# Extrait choisi
Tag Archives: violences sexuelles

Trou noir

En ce moment, je parle beaucoup de viol sur ce blog. On dirait que je suis devenue une grande méchante féministe moustachue obsédée par les violences faites aux femmes.

En fait, il n’y a pas longtemps, j’ai appris à écouter. Je savais entendre avant, hein, j’avais des oreilles, et j’ai pas encore perdu les tympans qu’il y a dedans parce que je mets des bouchons d’oreille quand je vais en concert.

Mais voilà. J’ai appris à écouter, à vraiment écouter. Et je me suis rendue compte que depuis que je sais écouter, j’entends mieux ce que les personnes me disent, et aussi ce qu’elles ne me disent pas, ou à moitié. Et depuis que je sais écouter, les gens me parlent beaucoup plus.

Parmi les gens qui me parlent, il y a beaucoup de femmes. Ça a un lien avec mon boulot, mais pas que.

Quand t’es une femme et que t’écoutes des femmes, elles te disent des trucs.

La plupart des femmes me disent des trucs sur leur sexualité (ça a aussi un lien avec mon boulot).

Toutes les femmes de qui je suis suffisamment proche pour parler de sexualité en viennent à évoquer des violences sexuelles.

C’est pas parce que je connais uniquement des personnes qui ont subi des violences sexuelles. C’est parce que la plupart des femmes ont, à un moment de leur vie, subi des viols ou des violences.

Quand on n’écoute pas, on n’entend pas. De cette façon, on peut tenter d’ignorer que le viol est un phénomène social de masse. L’ignorer ne le fait pas disparaître. Ça contribue juste à ce que les personnes victimes de viol se sentent encore plus seules et les violeurs, plus forts.

Alors pour moi c’est important que les récits de viol sortent des pensées des violées. C’est important plein de gens comprennent que le viol, c’est partout, et ça arrive à tout le monde.

Alors une copine que j’écoutais un jour a écrit ça. Alors j’ai décidé de le publier ici (il a aussi été publié). Parce que pour arriver à sortir cette chose-là, à l’écrire, à mettre le mot de viol dessus, il faut un sacré courage, et c’est vraiment la classe.

 

“19 ans, weekend dit « d’intégration » dans cette grande école. Je suis en 2ème année, je connais déjà le principe, mais j’y vais, quand même, avec copine. Parce qu’on s’en fout des autres, on veut juste s’amuser.

La fameuse soirée de fête s’annonce pas mal, il faut beau, on boit, on rigole.
Ce type que je connais juste de vue s’approche de moi, veut visiblement danser avec moi, me colle. Bon. Je suis saoule, j’accepte implicitement en le laissant se coller. Il se rapproche, encore, me tient par les hanches. Je crois que j’ai pas vraiment envie, mais après tout je risque pas grand chose, les copines sont là, tout le monde s’amuse. On peut bien rigoler. C’est le jeu. C’est le « weekend d’inté ».

# Données à traiter
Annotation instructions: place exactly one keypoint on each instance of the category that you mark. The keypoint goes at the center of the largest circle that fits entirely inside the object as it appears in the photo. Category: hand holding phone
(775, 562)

* * *

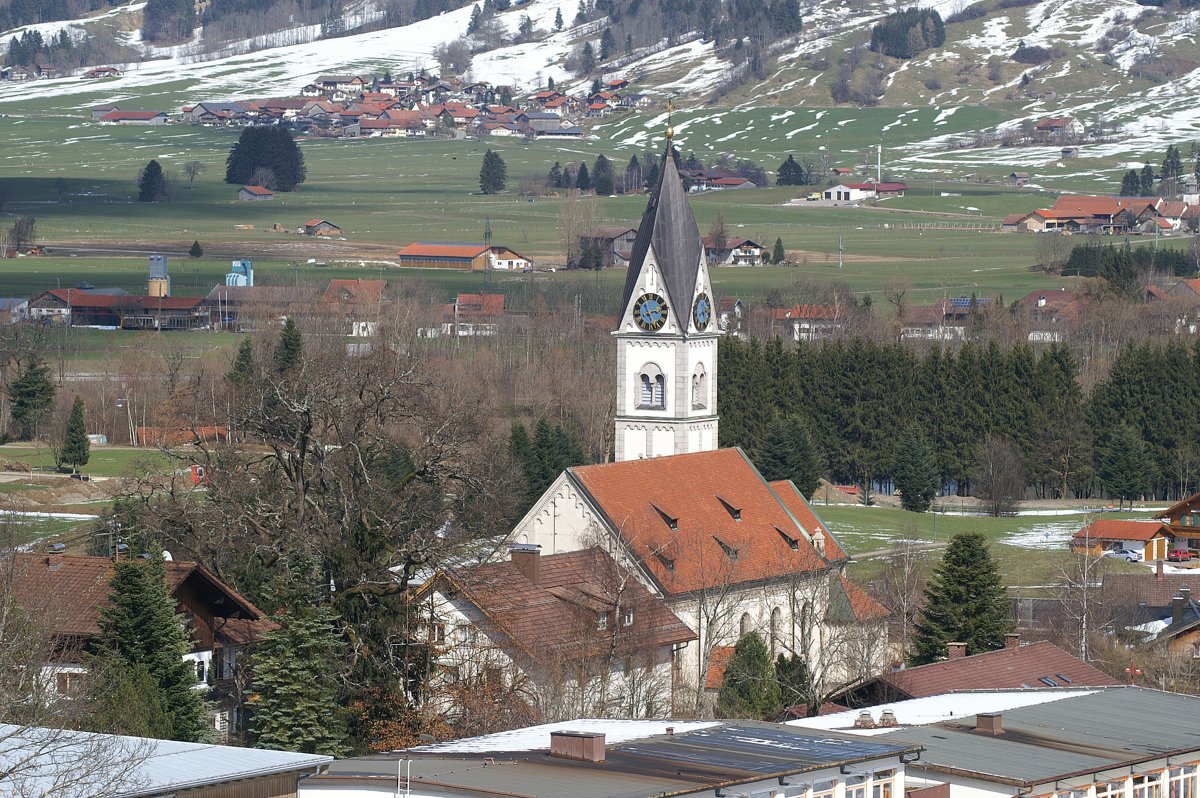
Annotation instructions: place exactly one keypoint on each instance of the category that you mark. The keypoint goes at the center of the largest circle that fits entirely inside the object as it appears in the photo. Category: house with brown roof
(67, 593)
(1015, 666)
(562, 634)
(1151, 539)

...

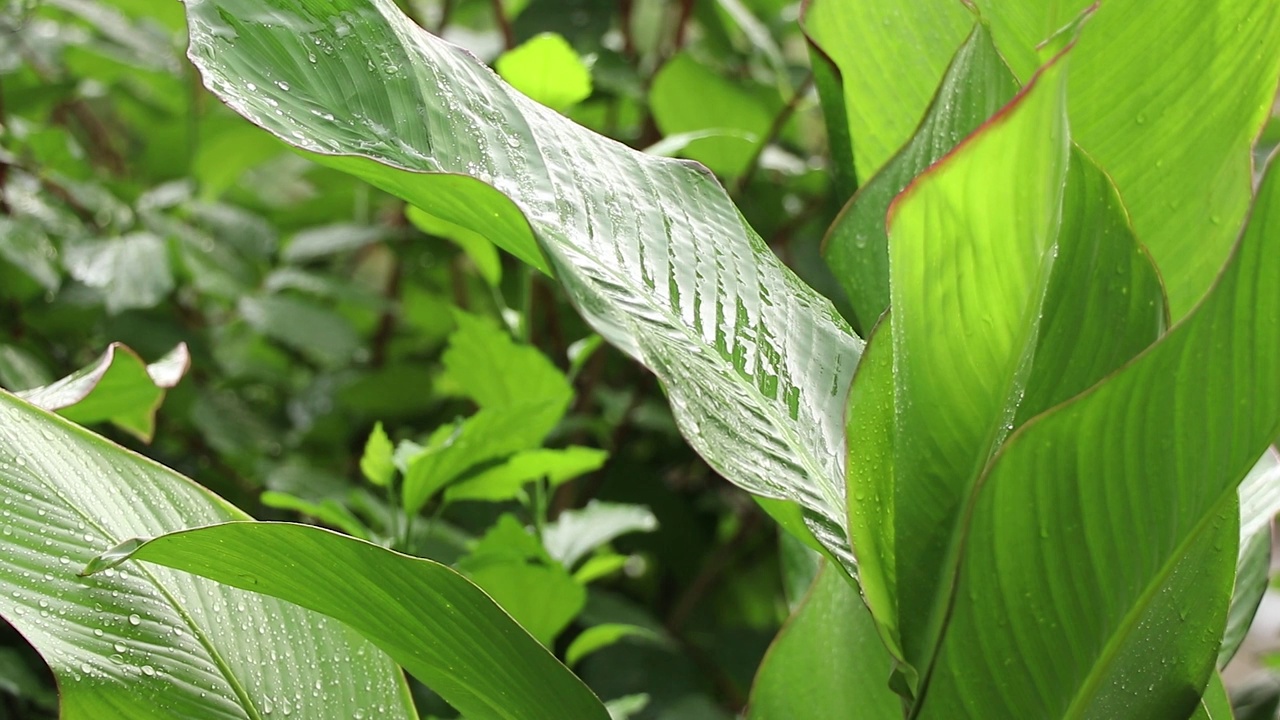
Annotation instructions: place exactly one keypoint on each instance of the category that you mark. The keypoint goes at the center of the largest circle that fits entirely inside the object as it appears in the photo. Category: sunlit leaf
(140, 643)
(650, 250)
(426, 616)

# Consignes
[1] Relevez chaque ligne des enregistrements où apparaît le mot « appears ».
[2] Poursuivez le billet sur les violences sexuelles, donné plus haut, à partir de sa dernière phrase.

# Réponses finales
[1]
Annotation instructions: place exactly one keypoint on each instance of the category that you mark. The keypoint goes at the center of the largest circle that fits entirely inside the object as it appears in the photo. Category: hand holding phone
Annotation instructions: place exactly one keypoint on each instance of the category that you mark. The keypoint goes at the center of the largest circle that fits entirely inside the object as it appears in the photo. Category: house with brown roof
Annotation instructions: place exactly one keypoint on each instance of the category that you mark. The keypoint goes at the center of the largest circle that fits entirely inside the object as it appears in the photo. Category: sunlit leaf

[2]
Et puis pause clope dehors. Une fille que je ne connais un peu me dit fais gaffe, ce mec il est sans pitié, il va profiter de toi. Tu veux baiser avec lui ? Non ! On fait que danser, ça va, t’inquiète ! Hors de question qu’il me touche.
Alors ok, mais fais gaffe quand même. Le laisse pas trop t’approcher.

La soirée continue, on boit on danse on rigole.

Evidemment qu’il s’est approché. Puis vient le très bateau « tu viens on va faire un tour ? ».
Non, j’ai pas envie en fait, je veux rester ici à danser, c’est cool ! Et puis t’façon ya rien à faire là bas, vers les bungalows. J’ai envie de rester ici.
Non, mais c’est bon on fait un tout petit tour pour discuter. T’as l’air cool, j’ai envie de parler avec toi. Juste parler ouai, c’est ça. Si si, promis. Allez, viens.

Nous y voilà, en train de s’éloigner des gens. Des potes à lui dehors nous regardent et rigolent.

Trou noir.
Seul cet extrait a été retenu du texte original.